#### What the task asks:
Return every line of the records below that contains the string "graphic".

#### Data provided:

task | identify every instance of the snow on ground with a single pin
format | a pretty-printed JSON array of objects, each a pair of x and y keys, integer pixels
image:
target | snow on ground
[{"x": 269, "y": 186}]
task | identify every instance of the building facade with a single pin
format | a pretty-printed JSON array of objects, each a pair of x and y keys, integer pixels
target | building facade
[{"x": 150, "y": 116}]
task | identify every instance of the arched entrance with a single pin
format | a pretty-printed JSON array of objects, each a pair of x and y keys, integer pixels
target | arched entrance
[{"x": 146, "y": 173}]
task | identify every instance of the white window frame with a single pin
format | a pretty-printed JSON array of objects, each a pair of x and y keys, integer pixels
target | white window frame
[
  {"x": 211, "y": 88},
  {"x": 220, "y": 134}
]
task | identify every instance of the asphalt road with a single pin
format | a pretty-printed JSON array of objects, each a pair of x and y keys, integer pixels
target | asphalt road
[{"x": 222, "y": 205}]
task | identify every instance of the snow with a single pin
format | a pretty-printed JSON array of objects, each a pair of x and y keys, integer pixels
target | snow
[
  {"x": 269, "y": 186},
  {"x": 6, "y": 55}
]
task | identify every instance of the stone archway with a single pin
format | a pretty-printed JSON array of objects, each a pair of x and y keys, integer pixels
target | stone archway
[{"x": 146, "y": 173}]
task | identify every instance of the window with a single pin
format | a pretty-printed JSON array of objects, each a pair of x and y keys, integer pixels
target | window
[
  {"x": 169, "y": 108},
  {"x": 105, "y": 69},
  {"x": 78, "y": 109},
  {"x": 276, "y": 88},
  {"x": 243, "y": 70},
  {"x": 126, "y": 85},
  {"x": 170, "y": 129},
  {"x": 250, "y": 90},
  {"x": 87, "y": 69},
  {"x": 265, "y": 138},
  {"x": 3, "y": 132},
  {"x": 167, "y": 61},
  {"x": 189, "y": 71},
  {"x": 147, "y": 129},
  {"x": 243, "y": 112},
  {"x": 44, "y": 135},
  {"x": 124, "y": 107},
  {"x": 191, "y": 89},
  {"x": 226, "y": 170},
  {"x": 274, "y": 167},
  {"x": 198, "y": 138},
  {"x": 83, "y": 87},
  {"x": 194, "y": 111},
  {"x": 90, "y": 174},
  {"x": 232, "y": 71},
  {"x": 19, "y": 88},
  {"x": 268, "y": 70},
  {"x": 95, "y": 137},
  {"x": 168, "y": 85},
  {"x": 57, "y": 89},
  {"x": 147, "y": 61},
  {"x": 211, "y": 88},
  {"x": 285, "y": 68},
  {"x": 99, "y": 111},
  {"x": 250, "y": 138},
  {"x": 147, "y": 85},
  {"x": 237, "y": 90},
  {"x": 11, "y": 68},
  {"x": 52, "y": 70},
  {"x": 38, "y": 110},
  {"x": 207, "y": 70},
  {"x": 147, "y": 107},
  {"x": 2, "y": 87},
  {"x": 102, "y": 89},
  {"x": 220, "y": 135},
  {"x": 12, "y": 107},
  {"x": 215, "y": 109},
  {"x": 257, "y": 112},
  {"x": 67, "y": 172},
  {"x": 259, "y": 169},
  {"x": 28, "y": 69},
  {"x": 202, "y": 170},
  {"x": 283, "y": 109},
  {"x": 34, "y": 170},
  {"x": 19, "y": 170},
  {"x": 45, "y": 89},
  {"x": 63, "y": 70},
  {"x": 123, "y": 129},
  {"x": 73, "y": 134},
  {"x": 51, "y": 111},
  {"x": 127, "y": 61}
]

* * *

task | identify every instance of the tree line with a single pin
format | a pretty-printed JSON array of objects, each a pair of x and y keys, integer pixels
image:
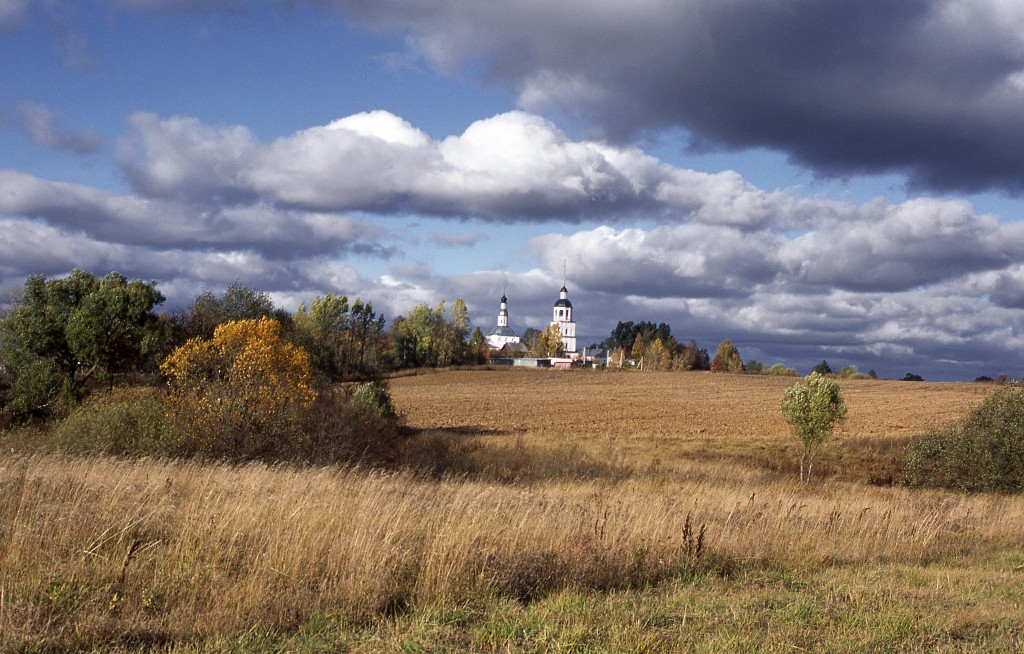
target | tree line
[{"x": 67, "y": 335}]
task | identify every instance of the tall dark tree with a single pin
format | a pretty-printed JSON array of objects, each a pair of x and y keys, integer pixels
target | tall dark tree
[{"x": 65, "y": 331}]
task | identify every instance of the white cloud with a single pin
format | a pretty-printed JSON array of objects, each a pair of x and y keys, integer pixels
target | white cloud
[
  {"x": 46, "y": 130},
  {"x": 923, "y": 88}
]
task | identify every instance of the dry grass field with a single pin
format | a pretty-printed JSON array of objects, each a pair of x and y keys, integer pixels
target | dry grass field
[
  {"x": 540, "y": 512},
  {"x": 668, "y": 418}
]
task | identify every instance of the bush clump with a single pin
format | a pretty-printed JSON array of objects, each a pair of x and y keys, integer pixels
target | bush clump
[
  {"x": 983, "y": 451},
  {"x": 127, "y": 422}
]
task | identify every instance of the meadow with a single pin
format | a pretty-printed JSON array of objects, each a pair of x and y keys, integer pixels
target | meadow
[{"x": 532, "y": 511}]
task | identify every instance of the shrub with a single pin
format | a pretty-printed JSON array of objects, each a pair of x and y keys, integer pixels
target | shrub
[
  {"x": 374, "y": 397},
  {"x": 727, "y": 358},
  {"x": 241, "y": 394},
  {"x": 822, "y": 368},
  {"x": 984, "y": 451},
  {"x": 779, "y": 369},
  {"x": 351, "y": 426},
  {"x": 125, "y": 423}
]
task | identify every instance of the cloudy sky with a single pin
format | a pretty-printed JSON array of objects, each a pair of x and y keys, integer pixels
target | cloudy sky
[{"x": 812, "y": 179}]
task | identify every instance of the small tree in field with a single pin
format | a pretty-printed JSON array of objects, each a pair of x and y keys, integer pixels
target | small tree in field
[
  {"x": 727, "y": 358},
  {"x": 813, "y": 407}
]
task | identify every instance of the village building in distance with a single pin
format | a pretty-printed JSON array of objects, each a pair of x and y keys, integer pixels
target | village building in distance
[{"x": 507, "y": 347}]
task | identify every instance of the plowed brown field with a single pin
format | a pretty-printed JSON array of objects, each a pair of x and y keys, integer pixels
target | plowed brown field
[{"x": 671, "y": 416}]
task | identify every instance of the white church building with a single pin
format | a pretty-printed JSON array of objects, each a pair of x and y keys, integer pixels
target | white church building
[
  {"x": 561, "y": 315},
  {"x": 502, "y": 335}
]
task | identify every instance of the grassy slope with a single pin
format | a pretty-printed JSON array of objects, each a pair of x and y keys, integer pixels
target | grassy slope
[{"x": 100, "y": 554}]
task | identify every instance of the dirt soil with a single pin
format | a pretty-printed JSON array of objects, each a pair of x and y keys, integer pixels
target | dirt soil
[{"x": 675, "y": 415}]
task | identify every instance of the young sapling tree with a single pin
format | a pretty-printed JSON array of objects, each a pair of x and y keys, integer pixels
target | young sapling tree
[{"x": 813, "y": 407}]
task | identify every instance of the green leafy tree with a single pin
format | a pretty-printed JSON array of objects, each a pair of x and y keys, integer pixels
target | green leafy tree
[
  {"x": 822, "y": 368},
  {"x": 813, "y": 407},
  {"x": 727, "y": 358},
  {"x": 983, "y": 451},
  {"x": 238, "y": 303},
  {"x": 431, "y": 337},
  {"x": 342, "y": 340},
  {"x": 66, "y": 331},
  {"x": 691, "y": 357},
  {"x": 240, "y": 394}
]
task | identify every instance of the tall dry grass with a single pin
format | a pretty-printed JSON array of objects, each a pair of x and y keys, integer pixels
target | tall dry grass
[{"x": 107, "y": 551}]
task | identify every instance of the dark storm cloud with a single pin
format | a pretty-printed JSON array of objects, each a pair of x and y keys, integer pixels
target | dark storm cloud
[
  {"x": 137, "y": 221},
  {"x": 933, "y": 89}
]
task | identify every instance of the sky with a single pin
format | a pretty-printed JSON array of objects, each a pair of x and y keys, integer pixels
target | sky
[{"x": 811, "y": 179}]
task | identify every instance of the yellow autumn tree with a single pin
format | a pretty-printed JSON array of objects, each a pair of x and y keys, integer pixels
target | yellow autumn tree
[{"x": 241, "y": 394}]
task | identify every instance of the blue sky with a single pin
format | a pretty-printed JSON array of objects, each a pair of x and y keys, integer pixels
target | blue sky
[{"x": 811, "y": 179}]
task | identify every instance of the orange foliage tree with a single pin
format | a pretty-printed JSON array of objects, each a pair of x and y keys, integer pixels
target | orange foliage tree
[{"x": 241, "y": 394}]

---

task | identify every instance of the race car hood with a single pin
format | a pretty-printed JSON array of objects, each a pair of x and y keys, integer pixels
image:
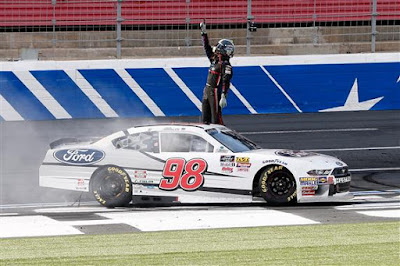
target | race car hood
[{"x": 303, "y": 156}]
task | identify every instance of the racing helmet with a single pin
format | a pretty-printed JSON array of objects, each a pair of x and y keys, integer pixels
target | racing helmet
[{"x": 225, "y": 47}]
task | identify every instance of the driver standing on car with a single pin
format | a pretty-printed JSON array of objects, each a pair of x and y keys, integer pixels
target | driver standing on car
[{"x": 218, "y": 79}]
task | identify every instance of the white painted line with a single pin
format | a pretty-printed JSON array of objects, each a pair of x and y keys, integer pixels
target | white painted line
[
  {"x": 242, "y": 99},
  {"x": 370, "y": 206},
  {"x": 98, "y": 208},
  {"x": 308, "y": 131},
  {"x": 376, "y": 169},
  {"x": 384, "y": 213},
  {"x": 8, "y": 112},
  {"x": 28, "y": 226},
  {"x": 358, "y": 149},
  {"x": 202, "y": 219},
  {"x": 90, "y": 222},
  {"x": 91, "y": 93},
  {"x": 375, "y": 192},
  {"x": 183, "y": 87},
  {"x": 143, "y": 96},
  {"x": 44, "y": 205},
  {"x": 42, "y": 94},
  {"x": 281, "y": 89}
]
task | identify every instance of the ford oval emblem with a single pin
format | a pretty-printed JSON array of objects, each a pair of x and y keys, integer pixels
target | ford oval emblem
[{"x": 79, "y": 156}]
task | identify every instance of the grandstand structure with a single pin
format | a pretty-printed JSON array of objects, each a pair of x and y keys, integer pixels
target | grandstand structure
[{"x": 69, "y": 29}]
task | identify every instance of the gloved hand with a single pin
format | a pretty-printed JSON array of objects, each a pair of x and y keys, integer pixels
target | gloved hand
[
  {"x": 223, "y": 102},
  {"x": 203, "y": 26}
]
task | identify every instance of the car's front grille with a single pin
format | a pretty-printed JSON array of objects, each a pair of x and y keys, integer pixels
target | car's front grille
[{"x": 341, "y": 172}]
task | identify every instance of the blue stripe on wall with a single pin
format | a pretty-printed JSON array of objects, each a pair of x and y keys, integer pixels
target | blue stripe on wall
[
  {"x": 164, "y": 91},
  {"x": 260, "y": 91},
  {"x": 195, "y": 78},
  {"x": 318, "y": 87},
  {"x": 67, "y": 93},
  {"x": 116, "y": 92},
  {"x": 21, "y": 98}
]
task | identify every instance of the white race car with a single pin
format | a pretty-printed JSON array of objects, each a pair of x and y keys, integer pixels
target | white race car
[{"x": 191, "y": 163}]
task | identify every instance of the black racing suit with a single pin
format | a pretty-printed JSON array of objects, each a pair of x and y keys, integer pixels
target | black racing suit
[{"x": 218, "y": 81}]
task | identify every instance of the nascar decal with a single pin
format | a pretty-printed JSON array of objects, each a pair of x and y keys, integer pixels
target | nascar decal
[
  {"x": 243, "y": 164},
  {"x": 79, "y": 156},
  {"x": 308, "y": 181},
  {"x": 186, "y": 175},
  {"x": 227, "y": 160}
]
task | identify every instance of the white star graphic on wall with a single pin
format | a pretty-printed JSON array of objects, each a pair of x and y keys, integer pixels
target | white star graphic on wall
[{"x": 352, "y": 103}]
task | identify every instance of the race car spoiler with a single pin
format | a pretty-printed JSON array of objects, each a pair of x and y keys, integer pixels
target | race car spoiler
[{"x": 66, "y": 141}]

#### Task solution:
task | identify every instance of the white star graphic on wall with a single pin
target | white star graphic on wall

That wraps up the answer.